Problem description:
Find the line that contains "the stone wall." in the entries below. Restate it and every line after it, word for word, with no pictures.

Dataset entries:

┄┄┄┄┄┄┄┄┄┄┄┄┄┄┄┄┄┄┄┄

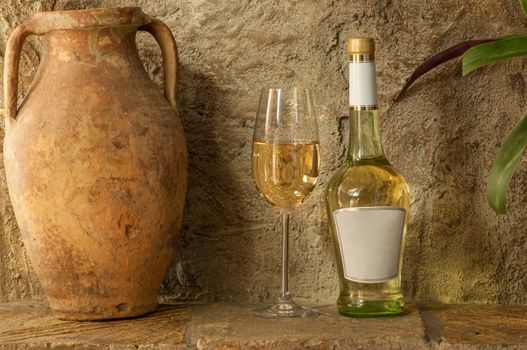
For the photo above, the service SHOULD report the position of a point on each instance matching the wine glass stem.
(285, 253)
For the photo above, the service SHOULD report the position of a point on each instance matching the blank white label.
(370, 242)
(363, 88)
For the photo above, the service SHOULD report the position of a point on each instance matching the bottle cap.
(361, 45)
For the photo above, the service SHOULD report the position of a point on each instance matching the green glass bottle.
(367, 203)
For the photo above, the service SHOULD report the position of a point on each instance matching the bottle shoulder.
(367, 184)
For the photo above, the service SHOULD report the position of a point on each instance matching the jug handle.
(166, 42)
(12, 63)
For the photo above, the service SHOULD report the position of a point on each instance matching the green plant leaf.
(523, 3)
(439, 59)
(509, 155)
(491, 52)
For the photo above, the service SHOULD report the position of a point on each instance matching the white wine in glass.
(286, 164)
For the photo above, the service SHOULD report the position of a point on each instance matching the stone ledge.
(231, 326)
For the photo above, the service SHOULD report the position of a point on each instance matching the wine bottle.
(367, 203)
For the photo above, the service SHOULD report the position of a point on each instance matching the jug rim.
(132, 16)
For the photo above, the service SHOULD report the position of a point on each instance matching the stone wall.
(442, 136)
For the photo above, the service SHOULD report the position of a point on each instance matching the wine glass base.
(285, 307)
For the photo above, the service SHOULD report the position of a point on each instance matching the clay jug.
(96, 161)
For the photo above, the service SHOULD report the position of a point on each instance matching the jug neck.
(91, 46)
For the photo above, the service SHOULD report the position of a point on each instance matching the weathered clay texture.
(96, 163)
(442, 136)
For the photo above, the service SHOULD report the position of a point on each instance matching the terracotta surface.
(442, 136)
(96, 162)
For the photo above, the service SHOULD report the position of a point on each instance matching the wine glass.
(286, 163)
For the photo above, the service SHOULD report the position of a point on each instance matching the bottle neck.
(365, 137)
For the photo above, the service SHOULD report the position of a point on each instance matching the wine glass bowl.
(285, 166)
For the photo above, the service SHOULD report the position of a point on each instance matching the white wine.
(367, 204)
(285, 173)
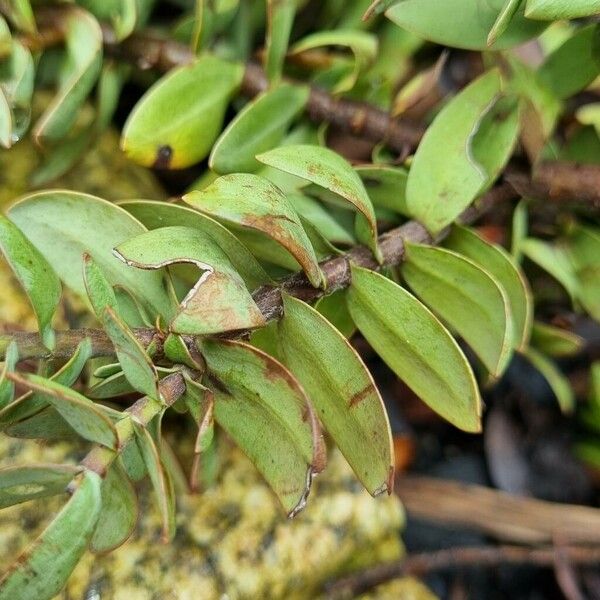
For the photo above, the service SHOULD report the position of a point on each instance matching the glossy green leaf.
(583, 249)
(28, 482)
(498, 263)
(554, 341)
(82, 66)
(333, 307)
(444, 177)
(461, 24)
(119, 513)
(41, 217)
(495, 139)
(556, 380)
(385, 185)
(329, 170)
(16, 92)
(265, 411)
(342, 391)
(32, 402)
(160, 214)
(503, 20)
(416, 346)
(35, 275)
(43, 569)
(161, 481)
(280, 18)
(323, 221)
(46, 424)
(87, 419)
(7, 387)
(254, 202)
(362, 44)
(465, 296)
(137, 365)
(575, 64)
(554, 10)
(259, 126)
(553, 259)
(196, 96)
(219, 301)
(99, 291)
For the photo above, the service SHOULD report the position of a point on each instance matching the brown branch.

┄┄┄┄┄┄┄┄┄┄┄┄┄┄┄┄┄┄┄┄

Response to this exercise:
For the photo above, the service SHOULD report the position of a point on each instance matching the stone wall.
(442, 136)
For the photo above, the service SHOULD report the position of a point on each instance matching the wine glass base.
(285, 307)
For the photo above, the service SHOULD report the position of a point on each instance matching the clay jug.
(96, 161)
For the photo above, the service SHOULD report the position of a point on each instance matching the jug neck.
(91, 46)
For the photo above, the service SHOULD report the position of a point on each instance matching the weathered clay texture.
(96, 163)
(442, 136)
For the photo above, the service SHOULD report the position of a point on each instance matching the terracotta surface.
(442, 136)
(96, 162)
For the photo above, the service SHOULD report the position of a point on each instance matching the wine glass.
(286, 163)
For the photo above, the service SHOULD report the position of a point on each instance matching the bottle neck.
(365, 137)
For the photo above, the service SHOULD report the position of a point on each instance matching the wine glass bowl.
(285, 166)
For the photo above, the service SHOULD report the position of a point on each instance matching the white wine.
(367, 204)
(285, 173)
For the photo above, the service SHOULD report the position of a point on each instance matching the glossy green leaf.
(583, 249)
(28, 482)
(498, 263)
(554, 341)
(82, 66)
(333, 307)
(444, 177)
(461, 24)
(119, 513)
(41, 217)
(495, 139)
(556, 380)
(385, 185)
(329, 170)
(16, 92)
(265, 411)
(342, 391)
(32, 402)
(160, 214)
(503, 20)
(416, 346)
(35, 275)
(43, 569)
(161, 481)
(280, 18)
(323, 221)
(46, 424)
(87, 419)
(7, 387)
(254, 202)
(362, 44)
(465, 296)
(137, 365)
(575, 64)
(554, 10)
(259, 126)
(553, 259)
(196, 96)
(219, 301)
(99, 291)
For the photo above, the service SHOULD report the position of a point on each instance matching the brown branch.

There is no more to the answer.